* EXERCISE INPUT
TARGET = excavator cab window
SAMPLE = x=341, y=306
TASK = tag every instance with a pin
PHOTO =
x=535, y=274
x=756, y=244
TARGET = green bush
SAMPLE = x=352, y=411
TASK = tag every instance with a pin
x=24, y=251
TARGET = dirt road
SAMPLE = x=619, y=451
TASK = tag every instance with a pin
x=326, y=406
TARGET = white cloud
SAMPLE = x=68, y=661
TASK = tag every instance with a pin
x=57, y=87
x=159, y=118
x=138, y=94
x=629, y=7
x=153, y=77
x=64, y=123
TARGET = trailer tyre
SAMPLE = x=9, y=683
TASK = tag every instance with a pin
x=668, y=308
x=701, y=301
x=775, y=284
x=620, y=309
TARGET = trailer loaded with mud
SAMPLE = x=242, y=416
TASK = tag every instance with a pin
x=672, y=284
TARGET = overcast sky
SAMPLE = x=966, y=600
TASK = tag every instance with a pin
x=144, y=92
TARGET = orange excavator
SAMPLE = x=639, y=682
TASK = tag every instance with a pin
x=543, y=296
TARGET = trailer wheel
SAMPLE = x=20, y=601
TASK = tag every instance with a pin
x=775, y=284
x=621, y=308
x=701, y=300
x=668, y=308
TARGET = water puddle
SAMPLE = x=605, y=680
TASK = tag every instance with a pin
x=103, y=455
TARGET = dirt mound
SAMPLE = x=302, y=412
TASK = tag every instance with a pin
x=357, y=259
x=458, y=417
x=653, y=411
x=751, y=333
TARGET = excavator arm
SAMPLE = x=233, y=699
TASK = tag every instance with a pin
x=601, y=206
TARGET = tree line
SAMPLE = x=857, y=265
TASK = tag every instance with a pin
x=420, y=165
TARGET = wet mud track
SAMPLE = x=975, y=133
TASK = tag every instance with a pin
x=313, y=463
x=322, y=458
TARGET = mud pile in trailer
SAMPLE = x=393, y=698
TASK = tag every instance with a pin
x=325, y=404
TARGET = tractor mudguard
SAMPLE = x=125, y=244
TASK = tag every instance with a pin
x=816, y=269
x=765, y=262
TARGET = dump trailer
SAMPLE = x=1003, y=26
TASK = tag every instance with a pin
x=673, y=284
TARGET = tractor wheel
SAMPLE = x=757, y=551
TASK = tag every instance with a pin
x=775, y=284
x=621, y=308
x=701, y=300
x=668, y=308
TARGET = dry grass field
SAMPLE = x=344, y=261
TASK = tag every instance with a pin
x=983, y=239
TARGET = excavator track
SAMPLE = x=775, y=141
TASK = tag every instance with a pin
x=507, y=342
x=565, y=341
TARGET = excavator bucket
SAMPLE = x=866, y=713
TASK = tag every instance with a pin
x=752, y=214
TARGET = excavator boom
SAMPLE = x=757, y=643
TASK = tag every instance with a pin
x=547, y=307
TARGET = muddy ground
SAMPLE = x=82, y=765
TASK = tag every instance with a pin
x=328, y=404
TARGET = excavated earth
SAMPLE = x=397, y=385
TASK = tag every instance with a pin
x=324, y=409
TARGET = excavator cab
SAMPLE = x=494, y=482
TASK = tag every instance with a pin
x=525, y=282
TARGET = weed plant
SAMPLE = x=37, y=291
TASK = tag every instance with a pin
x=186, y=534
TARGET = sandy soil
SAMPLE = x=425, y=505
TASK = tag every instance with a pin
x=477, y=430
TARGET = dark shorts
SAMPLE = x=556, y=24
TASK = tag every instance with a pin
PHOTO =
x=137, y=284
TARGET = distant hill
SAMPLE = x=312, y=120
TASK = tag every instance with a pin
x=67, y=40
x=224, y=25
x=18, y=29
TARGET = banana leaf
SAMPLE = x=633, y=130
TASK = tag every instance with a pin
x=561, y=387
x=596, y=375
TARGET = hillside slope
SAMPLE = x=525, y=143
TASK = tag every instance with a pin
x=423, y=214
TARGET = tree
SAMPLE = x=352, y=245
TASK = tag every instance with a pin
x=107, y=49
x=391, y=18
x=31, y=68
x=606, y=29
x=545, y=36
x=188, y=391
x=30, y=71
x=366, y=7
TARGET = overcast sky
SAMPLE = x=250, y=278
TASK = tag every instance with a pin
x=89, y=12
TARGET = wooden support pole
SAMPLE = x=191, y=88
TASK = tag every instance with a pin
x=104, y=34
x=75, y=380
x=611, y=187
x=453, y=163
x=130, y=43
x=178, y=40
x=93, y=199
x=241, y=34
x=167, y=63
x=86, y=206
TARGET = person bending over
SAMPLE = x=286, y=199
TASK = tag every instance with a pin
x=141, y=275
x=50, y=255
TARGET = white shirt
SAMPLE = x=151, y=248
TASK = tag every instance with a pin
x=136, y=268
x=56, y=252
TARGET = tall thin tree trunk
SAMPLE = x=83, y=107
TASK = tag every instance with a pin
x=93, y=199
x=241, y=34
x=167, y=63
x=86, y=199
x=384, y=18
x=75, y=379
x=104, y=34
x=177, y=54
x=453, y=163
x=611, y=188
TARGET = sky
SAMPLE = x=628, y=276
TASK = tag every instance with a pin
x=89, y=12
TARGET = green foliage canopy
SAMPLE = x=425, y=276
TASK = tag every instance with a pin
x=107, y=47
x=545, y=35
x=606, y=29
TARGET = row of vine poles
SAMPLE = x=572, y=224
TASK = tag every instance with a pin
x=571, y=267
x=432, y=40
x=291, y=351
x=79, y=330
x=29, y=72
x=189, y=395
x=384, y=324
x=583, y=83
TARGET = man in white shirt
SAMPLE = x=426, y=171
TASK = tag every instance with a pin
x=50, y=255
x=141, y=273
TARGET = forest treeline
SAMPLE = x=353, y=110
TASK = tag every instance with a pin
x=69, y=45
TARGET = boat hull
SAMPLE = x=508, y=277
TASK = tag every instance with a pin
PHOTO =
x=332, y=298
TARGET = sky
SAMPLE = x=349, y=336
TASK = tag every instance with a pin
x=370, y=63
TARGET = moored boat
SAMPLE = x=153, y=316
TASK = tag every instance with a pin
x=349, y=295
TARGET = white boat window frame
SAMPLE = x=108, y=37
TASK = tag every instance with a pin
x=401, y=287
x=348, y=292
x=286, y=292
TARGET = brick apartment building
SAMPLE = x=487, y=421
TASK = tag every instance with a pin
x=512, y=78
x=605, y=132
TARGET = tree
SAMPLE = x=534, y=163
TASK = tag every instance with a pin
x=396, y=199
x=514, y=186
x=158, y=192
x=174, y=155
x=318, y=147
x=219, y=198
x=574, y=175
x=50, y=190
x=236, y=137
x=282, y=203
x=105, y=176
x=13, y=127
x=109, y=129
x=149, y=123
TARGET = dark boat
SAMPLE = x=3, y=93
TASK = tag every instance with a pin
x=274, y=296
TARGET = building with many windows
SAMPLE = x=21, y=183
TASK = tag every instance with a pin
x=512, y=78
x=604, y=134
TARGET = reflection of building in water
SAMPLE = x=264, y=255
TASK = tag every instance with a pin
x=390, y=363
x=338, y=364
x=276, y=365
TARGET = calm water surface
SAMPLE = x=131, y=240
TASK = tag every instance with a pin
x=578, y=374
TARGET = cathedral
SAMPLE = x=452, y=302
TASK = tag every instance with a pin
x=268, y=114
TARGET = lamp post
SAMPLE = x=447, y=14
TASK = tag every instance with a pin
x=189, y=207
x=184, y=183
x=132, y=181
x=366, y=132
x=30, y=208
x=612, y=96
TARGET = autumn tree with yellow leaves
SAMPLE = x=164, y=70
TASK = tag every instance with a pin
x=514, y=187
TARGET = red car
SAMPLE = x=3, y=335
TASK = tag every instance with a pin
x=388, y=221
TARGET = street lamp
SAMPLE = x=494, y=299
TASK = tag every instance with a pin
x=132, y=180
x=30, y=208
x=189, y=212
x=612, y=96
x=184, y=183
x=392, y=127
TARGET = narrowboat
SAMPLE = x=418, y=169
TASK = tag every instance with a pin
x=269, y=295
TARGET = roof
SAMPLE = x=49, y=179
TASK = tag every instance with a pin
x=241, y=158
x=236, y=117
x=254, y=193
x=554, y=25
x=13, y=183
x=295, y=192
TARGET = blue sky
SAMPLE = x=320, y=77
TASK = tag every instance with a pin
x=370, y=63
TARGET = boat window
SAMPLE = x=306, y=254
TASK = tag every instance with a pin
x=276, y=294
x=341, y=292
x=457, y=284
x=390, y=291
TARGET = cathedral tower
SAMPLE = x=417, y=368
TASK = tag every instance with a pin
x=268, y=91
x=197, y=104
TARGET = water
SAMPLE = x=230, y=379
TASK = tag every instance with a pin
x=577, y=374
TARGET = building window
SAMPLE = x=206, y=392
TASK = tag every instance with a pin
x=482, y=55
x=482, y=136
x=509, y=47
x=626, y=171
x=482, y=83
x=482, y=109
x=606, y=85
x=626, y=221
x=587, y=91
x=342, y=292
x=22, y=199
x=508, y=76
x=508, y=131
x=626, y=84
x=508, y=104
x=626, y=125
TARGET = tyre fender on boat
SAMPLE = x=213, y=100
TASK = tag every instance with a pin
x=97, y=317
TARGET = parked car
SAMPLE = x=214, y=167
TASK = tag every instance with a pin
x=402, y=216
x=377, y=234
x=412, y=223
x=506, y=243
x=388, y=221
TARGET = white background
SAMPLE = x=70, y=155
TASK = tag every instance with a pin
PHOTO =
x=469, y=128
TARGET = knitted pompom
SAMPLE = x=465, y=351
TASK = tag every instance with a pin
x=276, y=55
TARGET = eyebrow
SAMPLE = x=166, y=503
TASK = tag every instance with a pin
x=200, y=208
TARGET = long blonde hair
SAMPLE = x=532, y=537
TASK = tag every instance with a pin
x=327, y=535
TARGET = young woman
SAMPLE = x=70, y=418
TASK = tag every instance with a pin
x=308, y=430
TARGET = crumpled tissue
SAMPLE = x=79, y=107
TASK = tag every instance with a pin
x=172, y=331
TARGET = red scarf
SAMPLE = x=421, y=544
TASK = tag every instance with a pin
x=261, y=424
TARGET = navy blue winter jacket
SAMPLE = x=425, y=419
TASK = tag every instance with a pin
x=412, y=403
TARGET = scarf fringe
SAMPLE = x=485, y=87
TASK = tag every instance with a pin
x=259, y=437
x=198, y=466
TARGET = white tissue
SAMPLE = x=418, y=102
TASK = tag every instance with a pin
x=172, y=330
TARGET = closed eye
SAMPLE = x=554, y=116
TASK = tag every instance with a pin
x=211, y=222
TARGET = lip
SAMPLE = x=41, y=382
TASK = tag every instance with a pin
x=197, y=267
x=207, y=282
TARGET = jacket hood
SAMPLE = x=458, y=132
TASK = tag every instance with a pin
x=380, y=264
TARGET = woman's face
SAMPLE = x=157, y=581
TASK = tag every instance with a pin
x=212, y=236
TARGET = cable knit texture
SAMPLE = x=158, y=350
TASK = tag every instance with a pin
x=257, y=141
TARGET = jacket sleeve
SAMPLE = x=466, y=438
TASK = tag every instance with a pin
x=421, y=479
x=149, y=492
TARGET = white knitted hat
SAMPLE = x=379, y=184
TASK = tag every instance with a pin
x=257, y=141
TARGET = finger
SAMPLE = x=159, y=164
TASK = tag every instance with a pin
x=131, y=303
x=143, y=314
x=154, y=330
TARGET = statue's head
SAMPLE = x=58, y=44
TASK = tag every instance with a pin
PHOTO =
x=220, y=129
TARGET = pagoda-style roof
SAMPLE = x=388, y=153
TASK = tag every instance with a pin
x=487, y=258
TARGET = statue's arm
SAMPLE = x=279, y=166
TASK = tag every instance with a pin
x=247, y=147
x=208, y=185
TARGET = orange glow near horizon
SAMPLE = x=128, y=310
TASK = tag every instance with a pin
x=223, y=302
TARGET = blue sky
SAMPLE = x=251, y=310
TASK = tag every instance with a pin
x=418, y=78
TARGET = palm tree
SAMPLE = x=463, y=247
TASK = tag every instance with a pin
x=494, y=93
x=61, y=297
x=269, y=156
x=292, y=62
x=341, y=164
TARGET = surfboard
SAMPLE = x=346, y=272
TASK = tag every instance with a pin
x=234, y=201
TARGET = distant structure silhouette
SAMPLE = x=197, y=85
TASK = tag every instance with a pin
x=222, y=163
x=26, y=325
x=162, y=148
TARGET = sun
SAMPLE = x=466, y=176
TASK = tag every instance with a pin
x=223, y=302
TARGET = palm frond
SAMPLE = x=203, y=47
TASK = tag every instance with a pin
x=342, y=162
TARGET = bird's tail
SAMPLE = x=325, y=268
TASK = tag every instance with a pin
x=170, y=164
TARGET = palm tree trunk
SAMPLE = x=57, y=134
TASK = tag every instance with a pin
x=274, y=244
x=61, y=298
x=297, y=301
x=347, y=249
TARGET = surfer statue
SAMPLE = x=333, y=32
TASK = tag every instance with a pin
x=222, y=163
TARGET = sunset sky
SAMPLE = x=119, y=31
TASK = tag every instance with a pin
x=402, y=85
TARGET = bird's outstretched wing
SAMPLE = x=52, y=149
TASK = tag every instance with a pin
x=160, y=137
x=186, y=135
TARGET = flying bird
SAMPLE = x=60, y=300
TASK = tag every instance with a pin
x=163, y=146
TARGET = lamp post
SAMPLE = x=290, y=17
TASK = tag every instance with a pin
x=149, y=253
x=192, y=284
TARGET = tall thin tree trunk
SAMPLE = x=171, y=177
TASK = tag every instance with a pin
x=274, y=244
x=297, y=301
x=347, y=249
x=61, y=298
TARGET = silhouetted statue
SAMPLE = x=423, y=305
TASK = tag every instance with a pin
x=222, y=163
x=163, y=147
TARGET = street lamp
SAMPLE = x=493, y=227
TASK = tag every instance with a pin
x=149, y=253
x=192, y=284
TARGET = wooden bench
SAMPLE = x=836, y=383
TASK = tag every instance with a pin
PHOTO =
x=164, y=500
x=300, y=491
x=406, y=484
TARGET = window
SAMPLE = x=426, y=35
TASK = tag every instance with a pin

* YOUR TASK
Reproduce exactly, with nothing added, the lines from the one that contains "TARGET = flying bird" to the end of the data.

* EXERCISE ANSWER
TARGET = flying bird
SAMPLE = x=60, y=300
TASK = tag every instance with a pin
x=163, y=146
TARGET = lamp post
SAMPLE = x=290, y=17
TASK = tag every instance with a pin
x=149, y=253
x=192, y=284
TARGET = tall thin tree trunk
SAMPLE = x=171, y=177
TASK = tag every instance with a pin
x=274, y=244
x=297, y=301
x=347, y=249
x=61, y=298
TARGET = silhouetted statue
SAMPLE = x=423, y=305
TASK = tag every instance with a pin
x=222, y=163
x=163, y=147
TARGET = street lamp
SAMPLE = x=493, y=227
TASK = tag every instance with a pin
x=149, y=253
x=192, y=284
TARGET = wooden bench
SAMPLE = x=836, y=383
TASK = tag every instance with a pin
PHOTO =
x=164, y=500
x=300, y=491
x=406, y=484
TARGET = window
SAMPLE = x=426, y=35
TASK = tag every instance with a pin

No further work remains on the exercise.